▸ Given problem: Copy out the items below, substituting "wooded slope" for each occurrence of "forested hillside" and leaving everything else as it is.

▸ Data records:

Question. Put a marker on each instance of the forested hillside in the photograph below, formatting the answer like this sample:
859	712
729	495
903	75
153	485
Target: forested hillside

▸ Response to this task:
Question. Put a marker on each instance of the wooded slope in the photograph below, formatting the answer like this sample:
859	712
729	495
903	75
153	485
Target: wooded slope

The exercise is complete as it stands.